[TEXT UNDER STUDY]
• • • • • • •

James Wilson, left, and Rodger Kram, right, use tumplines to carry a log weighing more than 130 pounds in Boulder's Chautauqua Park. (Credit: Patrick Campbell/CU Boulder)
Aliens.
I’m not a MD; but I have to believe that the spine and neck disks would take a huge beating, and that the later years of life would be one of agonizing pain.
Unless something else killed them off before reaching old age.
I spent 4 1/2 yrs in Boulder and know Chautauqua Park well.
A pickup would have worked better.
Nephilim. The Old Ones
Cover-up
Most I’ve seen the word “tumpline” since last I read “Big Two-Hearted River.”
“I cut a 1-foot-long section of pine and weighed it on my bathroom scale,”
Good to see a professor with some common sense.
I imagine getting a third or fourth member to the team would also help in moving those logs. Although I guess the population of Chaco Canyon wasn’t like we see in the depictions of Egypt with thousands of slaves moving a stone block.
four to a log carrying it between the pairs seems more reasonable... how much grant funding can i expect?
I think this was more or less how the Indians and the Spanish Dominican friars in Oaxaca carried the organ pipes from the ships in Acapulco up the mountains in order to build the organs of those magnificent mission churches they built up in the mountains.
People knew how to do these things, and even when you read about the work of European-descent people going to the West in what is now the US, you are just stunned at their determination and stamina.
It's ironic, I suppose, that to get there I had to drive for many miles on dirt road, but at the destination there was a modern federal building museum.
Chaco itself was like a group of small cities spaced apart, with medieval quality stonework, of maybe three different kinds. A thousand years ago or so, it acted as the center of a major trade route and banking center, all the way from New England to South America.
A currency of the time was chips of turquoise, and they found a "vault" with tens of thousands of chips in it.
technique inspired, in part, by sherpas in Nepal.
—
So the Sherpas of Nepal were in the area back then?
I am confused.

• • • • • • •

[SUPPLIED INFORMATION]
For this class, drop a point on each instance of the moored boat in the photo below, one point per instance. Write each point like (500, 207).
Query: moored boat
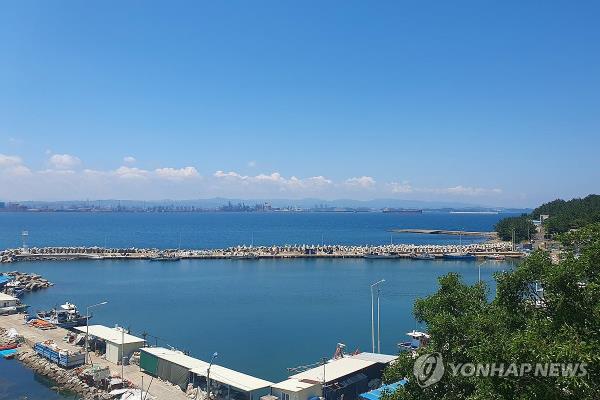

• • • • • • •

[TASKS FOR THIS EXERCISE]
**a.** Summarize the comment thread about carrying logs with tumplines in two sentences.
**b.** Translate this sentence from the comment thread about tumplines into Spanish: "A currency of the time was chips of turquoise, and they found a "vault" with tens of thousands of chips in it."
**c.** Extend the comment thread about carrying logs with tumplines, beginning after its final comment.

[ANSWERS FOR THIS EXERCISE]
**a.** A photo caption shows James Wilson and Rodger Kram using tumplines to carry a log weighing more than 130 pounds in Boulder's Chautauqua Park. The comments below it speculate about damage to the spine and neck, suggest adding more carriers per log, compare the method to how organ pipes were carried up the mountains of Oaxaca, and describe Chaco as a former trade and banking center that used turquoise chips as currency.

**b.** Una de las monedas de la época eran astillas de turquesa, y encontraron una «bóveda» con decenas de miles de astillas en su interior.

**c.**
Sure I guess it is possible, but far more likely that biological females did this kind of work
Assuming of course there were no wheels (unlikely), or large pack animals (also unlikely)
Ah! Sideways. Good idea. (Yes, that’s using your head(s) outside of the ivory tower.
/so the earlier “peer-reviewed” paper touting the weight of the logs was wrong, eh?
(Woyld laz head it?)
This is how they did it at Stonehenge? And the pyramids?
No wonder the remains of Indians found in that area suffered from arthritis of the back and neck and only lived to around 35-40 years of age.
Bump
The word 'MAY' should never appear in a scientific paper. Its basically saying we really have no idea but this is one of a hundred possible ways they could have done it.
Lazy research.
Nick...
You are on fire today with tree stories!
First, a tree filled with cement destroys power lines.
Second, two guys with PhD.s walk around Colorado with a 130 pound log strapped to their heads.
Why do I think that having 65 pounds of wood pressing down on the top of my skull, for an extended period of time, is not a good idea?
probably permanently f-ed up their cervical spine, they just don’t know it yet ...
3 guys, 200 pound log on shoulders, 2 on one side, center guy on other side.
Either case, periodically switch sides to give shoulders a rest; can't do that using ones head. Also, co cordage ,etc needed.
Walking single file prevents problems encountered with this trumpline method.
Pretty clean cut on those logs, there, Prof. I’m guessing he didn’t use stone tools.